Short task
Copy the records word for word, from the first line through the line that contains "M 78 183 L 85", including that line.

▬▬▬▬▬▬

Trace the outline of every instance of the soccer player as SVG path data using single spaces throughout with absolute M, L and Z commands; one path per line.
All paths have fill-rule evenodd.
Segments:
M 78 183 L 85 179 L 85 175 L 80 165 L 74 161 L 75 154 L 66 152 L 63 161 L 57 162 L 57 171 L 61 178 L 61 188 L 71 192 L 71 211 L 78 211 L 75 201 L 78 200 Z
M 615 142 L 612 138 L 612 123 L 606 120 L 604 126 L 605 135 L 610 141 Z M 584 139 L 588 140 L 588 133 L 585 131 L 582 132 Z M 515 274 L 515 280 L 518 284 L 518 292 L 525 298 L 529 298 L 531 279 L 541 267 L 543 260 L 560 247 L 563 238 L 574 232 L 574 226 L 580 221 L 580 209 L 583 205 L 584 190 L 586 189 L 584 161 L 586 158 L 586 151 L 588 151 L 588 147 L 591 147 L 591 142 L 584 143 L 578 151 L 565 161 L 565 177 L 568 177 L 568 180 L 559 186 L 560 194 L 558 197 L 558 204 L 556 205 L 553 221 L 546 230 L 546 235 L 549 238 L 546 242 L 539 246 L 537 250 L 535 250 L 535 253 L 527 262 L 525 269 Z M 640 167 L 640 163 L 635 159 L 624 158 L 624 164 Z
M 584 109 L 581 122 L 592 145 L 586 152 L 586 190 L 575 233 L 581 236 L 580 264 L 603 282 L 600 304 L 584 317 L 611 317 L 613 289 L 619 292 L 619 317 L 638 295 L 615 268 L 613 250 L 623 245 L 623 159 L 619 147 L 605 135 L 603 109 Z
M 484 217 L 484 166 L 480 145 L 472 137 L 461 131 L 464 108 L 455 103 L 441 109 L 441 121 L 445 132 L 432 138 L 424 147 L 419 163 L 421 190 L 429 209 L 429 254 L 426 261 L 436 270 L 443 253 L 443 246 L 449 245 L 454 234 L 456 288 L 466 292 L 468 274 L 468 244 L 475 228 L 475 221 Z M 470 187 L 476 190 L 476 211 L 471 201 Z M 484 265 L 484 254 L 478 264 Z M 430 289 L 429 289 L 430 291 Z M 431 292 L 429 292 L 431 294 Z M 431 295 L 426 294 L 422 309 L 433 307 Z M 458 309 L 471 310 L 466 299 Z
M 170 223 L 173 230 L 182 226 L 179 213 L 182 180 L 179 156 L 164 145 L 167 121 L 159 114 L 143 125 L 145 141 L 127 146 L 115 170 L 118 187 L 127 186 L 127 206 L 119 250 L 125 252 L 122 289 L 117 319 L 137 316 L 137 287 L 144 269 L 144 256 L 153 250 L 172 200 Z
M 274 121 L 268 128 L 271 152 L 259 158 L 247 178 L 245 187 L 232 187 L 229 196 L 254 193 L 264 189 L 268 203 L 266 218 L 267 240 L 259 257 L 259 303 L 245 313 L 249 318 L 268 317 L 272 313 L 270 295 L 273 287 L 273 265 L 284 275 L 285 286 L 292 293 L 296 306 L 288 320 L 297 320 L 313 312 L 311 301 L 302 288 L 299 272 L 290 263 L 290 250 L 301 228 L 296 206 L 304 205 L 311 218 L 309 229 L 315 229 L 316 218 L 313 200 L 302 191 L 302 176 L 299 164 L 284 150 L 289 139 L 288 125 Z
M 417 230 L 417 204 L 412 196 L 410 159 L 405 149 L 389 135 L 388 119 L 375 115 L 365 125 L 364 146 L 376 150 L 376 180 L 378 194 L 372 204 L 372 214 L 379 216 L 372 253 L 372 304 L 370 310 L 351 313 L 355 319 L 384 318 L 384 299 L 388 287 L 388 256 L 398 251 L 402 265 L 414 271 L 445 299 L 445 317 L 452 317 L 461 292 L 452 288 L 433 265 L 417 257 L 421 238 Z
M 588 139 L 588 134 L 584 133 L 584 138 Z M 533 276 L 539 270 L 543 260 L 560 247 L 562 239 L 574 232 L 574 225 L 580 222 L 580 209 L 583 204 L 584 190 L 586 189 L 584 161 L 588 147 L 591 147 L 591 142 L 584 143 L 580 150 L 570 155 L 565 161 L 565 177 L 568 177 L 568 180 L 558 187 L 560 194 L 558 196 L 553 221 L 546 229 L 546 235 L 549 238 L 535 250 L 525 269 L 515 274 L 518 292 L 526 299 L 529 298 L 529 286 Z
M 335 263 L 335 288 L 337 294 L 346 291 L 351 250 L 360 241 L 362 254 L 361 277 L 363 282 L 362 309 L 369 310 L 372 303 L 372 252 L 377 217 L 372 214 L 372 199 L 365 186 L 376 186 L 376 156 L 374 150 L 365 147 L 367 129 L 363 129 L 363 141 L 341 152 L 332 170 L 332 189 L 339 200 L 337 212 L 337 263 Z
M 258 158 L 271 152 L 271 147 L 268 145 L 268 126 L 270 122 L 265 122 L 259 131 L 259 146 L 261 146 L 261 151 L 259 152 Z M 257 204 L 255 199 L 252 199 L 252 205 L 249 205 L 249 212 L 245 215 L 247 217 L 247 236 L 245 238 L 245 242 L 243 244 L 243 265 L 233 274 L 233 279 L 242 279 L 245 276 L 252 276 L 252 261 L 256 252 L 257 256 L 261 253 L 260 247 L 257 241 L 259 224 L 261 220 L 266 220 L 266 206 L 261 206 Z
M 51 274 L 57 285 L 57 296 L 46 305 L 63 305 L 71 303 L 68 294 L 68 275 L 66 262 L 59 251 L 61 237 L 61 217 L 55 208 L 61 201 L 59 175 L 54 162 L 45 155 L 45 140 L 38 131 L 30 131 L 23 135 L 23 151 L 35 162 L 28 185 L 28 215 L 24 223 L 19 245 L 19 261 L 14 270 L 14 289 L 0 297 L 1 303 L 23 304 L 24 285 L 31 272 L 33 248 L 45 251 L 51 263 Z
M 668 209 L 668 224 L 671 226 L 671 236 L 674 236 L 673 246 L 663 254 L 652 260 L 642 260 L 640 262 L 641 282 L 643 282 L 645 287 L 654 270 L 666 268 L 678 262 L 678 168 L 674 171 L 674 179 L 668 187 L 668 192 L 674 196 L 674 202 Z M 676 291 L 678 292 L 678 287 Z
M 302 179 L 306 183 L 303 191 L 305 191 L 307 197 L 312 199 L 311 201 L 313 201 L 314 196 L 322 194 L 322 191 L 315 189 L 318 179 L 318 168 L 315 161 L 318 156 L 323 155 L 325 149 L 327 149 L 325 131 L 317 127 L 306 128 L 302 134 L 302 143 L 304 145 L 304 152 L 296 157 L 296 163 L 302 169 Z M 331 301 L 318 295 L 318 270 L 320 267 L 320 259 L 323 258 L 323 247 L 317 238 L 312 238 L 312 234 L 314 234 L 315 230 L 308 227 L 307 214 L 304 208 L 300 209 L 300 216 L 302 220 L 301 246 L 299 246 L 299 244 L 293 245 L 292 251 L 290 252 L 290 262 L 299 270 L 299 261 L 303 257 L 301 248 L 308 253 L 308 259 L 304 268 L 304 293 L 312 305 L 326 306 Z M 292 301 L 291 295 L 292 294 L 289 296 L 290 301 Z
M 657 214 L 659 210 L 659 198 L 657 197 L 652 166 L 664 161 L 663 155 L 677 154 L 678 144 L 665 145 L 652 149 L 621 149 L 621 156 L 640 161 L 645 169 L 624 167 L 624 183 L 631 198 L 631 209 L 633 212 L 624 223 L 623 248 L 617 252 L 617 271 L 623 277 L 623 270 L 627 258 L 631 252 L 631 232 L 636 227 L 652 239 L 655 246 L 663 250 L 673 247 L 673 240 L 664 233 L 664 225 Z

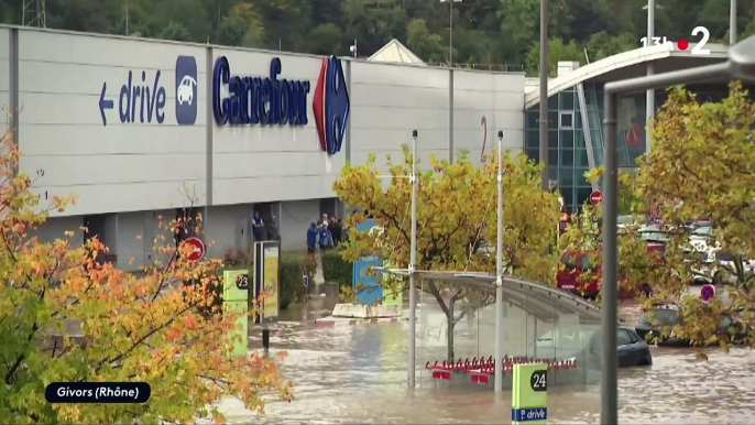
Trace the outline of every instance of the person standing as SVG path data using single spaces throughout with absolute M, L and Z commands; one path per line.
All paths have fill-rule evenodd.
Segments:
M 281 240 L 281 235 L 277 231 L 277 220 L 275 216 L 271 217 L 270 222 L 266 226 L 267 238 L 270 240 Z
M 254 235 L 255 241 L 265 240 L 265 222 L 260 217 L 260 211 L 254 211 L 254 218 L 252 218 L 252 235 Z
M 307 253 L 315 255 L 315 246 L 317 244 L 317 236 L 319 235 L 319 229 L 317 225 L 313 221 L 307 229 Z
M 322 221 L 318 221 L 317 230 L 318 242 L 320 244 L 320 252 L 325 252 L 325 250 L 328 249 L 328 225 Z
M 343 224 L 337 217 L 333 217 L 333 224 L 331 225 L 330 233 L 333 237 L 333 246 L 338 247 L 341 243 L 341 237 L 343 232 Z

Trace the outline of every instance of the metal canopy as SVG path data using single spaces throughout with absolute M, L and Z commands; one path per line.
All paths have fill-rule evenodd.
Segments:
M 375 268 L 375 270 L 396 276 L 411 275 L 408 269 Z M 415 274 L 418 279 L 495 291 L 495 274 L 423 270 L 415 271 Z M 559 314 L 579 315 L 580 323 L 600 323 L 601 320 L 601 310 L 598 306 L 577 295 L 527 279 L 504 276 L 503 298 L 506 303 L 543 320 L 557 320 Z

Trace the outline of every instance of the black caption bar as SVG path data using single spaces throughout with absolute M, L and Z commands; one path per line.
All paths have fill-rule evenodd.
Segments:
M 47 403 L 145 403 L 146 382 L 53 382 L 45 389 Z

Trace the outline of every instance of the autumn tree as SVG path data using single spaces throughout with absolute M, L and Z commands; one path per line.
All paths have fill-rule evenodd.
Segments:
M 495 153 L 482 167 L 473 166 L 462 152 L 453 163 L 430 157 L 429 167 L 418 171 L 417 268 L 433 271 L 495 271 L 495 254 L 481 249 L 495 246 L 496 173 Z M 386 263 L 406 268 L 409 263 L 412 154 L 404 146 L 403 159 L 381 171 L 376 156 L 363 165 L 347 165 L 333 184 L 347 205 L 369 211 L 382 232 L 359 232 L 363 216 L 349 219 L 349 242 L 342 249 L 347 261 L 382 255 Z M 419 165 L 417 165 L 419 167 Z M 539 189 L 539 166 L 524 154 L 504 160 L 504 266 L 508 273 L 540 282 L 552 282 L 554 257 L 546 254 L 558 222 L 556 195 Z M 389 280 L 387 282 L 395 282 Z M 385 282 L 381 282 L 386 285 Z M 406 288 L 406 282 L 398 290 Z M 469 286 L 427 281 L 423 288 L 438 302 L 448 323 L 448 359 L 453 358 L 453 327 L 471 309 L 494 299 Z M 395 291 L 396 287 L 390 287 Z M 457 303 L 462 306 L 458 308 Z
M 723 101 L 704 103 L 676 87 L 652 127 L 653 150 L 637 160 L 636 176 L 622 178 L 634 212 L 644 212 L 647 199 L 663 205 L 659 222 L 646 225 L 637 216 L 637 225 L 619 235 L 620 290 L 641 295 L 637 290 L 649 285 L 644 307 L 650 312 L 661 303 L 681 305 L 682 324 L 665 327 L 660 338 L 674 333 L 692 345 L 727 348 L 738 334 L 740 342 L 753 346 L 743 328 L 722 324 L 735 317 L 752 326 L 754 318 L 755 274 L 748 264 L 755 258 L 754 128 L 755 108 L 741 84 L 733 84 Z M 591 179 L 601 173 L 593 171 Z M 602 208 L 586 205 L 583 214 L 600 220 Z M 703 221 L 711 226 L 696 225 Z M 601 264 L 600 240 L 573 225 L 560 249 L 588 251 Z M 664 242 L 665 249 L 652 252 L 648 241 Z M 716 284 L 713 301 L 690 288 L 701 282 Z
M 291 397 L 277 359 L 229 358 L 238 315 L 214 303 L 217 261 L 190 262 L 165 220 L 155 240 L 166 259 L 136 276 L 98 261 L 98 238 L 74 248 L 86 229 L 43 243 L 34 235 L 50 209 L 15 173 L 6 135 L 0 156 L 0 418 L 9 424 L 194 423 L 222 415 L 209 406 L 238 396 L 261 412 L 265 399 Z M 72 198 L 54 198 L 62 211 Z M 135 237 L 135 236 L 134 236 Z M 79 328 L 76 330 L 76 328 Z M 244 337 L 245 338 L 245 337 Z M 143 404 L 50 404 L 52 382 L 146 382 Z
M 677 87 L 650 130 L 653 151 L 641 163 L 635 190 L 656 199 L 668 237 L 666 261 L 674 273 L 659 276 L 663 295 L 679 298 L 690 283 L 714 282 L 719 296 L 683 299 L 685 325 L 674 329 L 696 344 L 726 346 L 724 316 L 753 324 L 755 275 L 755 107 L 738 83 L 721 102 L 699 102 Z M 701 219 L 709 229 L 690 227 Z M 683 298 L 683 297 L 682 297 Z M 753 341 L 747 336 L 746 342 Z

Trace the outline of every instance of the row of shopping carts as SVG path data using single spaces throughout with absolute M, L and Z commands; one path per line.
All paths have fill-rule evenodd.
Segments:
M 545 363 L 548 366 L 548 370 L 558 371 L 566 369 L 573 369 L 577 367 L 577 359 L 538 359 L 534 357 L 504 357 L 503 358 L 503 373 L 512 372 L 515 364 L 533 364 L 533 363 Z M 473 384 L 489 384 L 492 380 L 492 375 L 495 374 L 495 359 L 493 357 L 459 359 L 458 361 L 447 362 L 436 361 L 430 363 L 429 361 L 425 364 L 425 369 L 430 371 L 430 375 L 434 380 L 438 381 L 466 381 Z M 467 378 L 469 377 L 469 378 Z M 469 379 L 469 381 L 467 381 Z

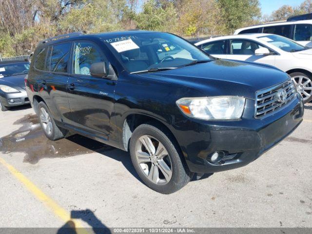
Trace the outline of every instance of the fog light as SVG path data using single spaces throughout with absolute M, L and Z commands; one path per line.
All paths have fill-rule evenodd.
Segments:
M 222 160 L 225 156 L 223 151 L 216 151 L 207 157 L 207 160 L 212 163 L 216 163 Z

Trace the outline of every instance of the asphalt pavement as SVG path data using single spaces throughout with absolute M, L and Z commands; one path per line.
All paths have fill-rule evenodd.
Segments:
M 144 185 L 127 152 L 48 140 L 29 106 L 0 112 L 0 227 L 312 227 L 311 103 L 256 161 L 170 195 Z

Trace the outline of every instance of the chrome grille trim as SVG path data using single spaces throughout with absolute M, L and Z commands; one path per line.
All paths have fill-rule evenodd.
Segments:
M 280 100 L 279 92 L 286 91 L 284 101 Z M 285 93 L 285 92 L 284 92 Z M 290 103 L 297 95 L 291 79 L 287 81 L 260 90 L 256 93 L 254 117 L 262 119 L 273 115 Z

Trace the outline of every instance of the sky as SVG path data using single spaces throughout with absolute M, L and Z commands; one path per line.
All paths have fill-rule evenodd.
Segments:
M 292 6 L 298 6 L 303 0 L 259 0 L 263 15 L 271 15 L 273 11 L 277 10 L 283 5 Z

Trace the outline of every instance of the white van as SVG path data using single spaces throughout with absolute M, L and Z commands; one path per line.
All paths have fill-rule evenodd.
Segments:
M 312 47 L 312 14 L 291 17 L 286 21 L 241 28 L 236 30 L 234 35 L 249 33 L 276 34 Z

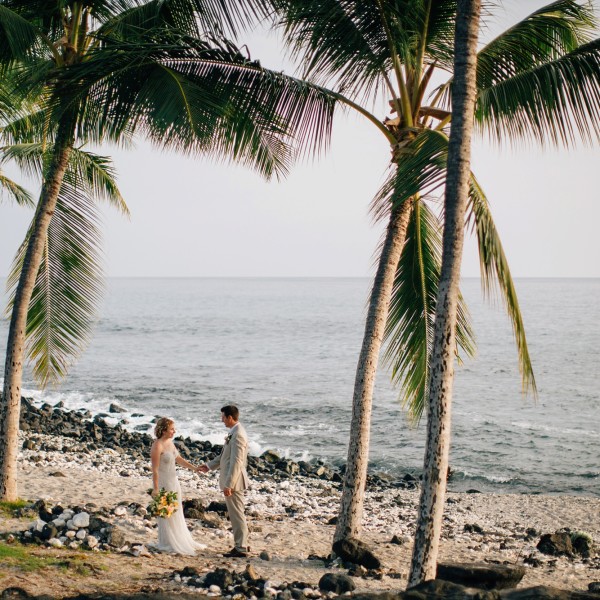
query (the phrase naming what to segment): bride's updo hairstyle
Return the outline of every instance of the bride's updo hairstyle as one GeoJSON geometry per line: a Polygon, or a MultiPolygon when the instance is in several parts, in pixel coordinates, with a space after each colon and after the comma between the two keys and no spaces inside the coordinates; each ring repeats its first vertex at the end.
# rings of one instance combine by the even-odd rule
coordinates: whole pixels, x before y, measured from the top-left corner
{"type": "Polygon", "coordinates": [[[167,419],[167,417],[161,417],[158,421],[156,421],[156,425],[154,427],[154,435],[156,439],[159,440],[164,432],[169,429],[171,425],[173,425],[173,419],[167,419]]]}

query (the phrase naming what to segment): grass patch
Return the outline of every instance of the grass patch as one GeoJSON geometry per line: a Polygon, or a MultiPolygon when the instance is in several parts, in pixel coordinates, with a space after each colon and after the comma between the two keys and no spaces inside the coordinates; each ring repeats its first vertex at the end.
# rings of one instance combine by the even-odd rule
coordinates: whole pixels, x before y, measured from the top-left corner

▬▬▬▬▬▬

Result for this exercise
Trace the outline of every instance of the soccer player as SVG path data using single spaces throughout with absolute M, L and Z commands; one path per line.
All paths have fill-rule evenodd.
Segments:
M 78 183 L 85 179 L 85 175 L 80 165 L 74 161 L 75 154 L 66 152 L 63 161 L 57 162 L 57 171 L 61 178 L 61 188 L 71 192 L 71 211 L 78 211 L 75 201 L 78 200 Z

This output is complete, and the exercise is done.